# START OF Records to process

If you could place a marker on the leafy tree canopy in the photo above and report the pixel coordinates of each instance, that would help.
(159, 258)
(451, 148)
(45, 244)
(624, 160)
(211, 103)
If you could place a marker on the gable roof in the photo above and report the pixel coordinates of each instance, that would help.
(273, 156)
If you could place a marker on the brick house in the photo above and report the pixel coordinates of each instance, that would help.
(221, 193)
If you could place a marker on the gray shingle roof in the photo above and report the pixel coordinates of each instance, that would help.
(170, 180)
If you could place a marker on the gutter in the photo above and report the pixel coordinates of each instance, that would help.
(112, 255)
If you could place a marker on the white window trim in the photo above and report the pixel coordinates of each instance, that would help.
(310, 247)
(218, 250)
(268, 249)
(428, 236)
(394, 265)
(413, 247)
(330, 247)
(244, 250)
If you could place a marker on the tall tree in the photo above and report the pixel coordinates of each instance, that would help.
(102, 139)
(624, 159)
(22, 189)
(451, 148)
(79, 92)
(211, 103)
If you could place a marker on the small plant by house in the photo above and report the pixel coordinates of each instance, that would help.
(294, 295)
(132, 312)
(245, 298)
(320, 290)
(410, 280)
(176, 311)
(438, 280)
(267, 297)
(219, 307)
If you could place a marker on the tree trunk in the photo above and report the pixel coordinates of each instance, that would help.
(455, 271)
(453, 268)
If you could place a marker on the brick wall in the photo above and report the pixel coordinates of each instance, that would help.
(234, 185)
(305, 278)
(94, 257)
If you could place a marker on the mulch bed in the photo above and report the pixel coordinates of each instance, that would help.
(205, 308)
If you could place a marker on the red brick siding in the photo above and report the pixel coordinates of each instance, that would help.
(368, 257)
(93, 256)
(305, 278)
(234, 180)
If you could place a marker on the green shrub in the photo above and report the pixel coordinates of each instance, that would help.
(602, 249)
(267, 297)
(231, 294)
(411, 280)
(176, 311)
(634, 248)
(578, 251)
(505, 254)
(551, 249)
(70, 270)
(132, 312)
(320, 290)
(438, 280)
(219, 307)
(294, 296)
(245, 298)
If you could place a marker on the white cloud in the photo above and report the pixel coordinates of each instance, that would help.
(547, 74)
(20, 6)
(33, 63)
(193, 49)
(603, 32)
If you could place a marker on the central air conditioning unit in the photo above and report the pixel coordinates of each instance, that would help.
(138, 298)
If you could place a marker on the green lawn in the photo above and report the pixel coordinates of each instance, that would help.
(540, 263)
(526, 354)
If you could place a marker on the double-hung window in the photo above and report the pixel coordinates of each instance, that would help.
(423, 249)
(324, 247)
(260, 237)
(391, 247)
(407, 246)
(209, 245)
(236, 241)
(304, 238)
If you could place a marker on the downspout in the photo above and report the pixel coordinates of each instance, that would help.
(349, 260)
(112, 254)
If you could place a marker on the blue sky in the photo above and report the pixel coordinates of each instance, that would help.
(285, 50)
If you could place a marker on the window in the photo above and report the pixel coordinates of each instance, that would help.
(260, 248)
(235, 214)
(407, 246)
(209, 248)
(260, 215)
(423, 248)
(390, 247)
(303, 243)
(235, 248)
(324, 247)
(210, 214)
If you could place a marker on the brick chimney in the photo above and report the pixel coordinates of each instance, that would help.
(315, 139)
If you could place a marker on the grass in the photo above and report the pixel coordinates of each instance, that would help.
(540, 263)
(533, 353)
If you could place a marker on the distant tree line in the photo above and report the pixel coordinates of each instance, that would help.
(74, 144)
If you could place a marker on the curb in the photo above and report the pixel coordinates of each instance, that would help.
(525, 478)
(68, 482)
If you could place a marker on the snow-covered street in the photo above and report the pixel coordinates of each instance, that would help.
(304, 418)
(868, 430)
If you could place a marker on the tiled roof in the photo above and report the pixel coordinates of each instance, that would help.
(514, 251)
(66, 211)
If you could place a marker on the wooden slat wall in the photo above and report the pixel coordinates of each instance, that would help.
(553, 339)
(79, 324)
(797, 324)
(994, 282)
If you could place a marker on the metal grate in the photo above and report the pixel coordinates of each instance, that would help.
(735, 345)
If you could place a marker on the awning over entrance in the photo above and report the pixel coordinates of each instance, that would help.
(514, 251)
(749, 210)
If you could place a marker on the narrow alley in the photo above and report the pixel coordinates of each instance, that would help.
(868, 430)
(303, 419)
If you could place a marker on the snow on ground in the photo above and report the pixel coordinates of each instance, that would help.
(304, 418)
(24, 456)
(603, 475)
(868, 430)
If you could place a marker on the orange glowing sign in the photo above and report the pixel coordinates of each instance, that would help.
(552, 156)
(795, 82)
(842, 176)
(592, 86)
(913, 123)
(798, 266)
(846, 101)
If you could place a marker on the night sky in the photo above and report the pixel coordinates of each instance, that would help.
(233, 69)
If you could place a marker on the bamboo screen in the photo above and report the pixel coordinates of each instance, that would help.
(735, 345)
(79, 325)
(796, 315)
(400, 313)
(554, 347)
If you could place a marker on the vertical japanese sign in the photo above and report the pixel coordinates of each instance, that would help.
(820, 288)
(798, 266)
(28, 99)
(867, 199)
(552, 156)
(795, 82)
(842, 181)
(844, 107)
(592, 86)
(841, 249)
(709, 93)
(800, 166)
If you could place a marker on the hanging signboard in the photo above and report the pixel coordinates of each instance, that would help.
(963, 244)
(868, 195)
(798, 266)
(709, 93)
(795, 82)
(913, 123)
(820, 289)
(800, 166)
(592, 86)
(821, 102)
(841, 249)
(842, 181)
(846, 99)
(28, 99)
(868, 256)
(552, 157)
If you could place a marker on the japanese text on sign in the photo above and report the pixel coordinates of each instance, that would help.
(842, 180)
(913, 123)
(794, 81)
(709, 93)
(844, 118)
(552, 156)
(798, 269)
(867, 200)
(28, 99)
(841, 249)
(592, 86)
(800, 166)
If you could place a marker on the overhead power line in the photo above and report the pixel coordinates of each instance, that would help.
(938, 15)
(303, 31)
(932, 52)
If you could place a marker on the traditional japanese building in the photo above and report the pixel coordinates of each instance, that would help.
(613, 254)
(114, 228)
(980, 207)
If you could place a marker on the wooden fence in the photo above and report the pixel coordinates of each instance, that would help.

# END OF Records to process

Direction: Give again only the lines starting at the one that contains "If you could place a marker on the japanese" and running to the end of the data.

Response to the exercise:
If you could place a marker on the japanese text on sign in the photo above and report the pixel coordinates of each instance, that would help.
(842, 180)
(913, 123)
(794, 81)
(709, 93)
(844, 118)
(552, 156)
(798, 269)
(867, 200)
(28, 99)
(841, 249)
(592, 86)
(800, 166)
If you could place a marker on the overhead power line in the photo above and report the pixel coordinates of each instance, that would help.
(938, 15)
(303, 31)
(932, 52)
If you could place a marker on the traditional japanese building in the photo above and report the pixel coordinates of each instance, that would help.
(613, 254)
(114, 228)
(980, 207)
If you could place a marker on the wooden fence in the photo above and report the pixel coordinates of each instance, that would help.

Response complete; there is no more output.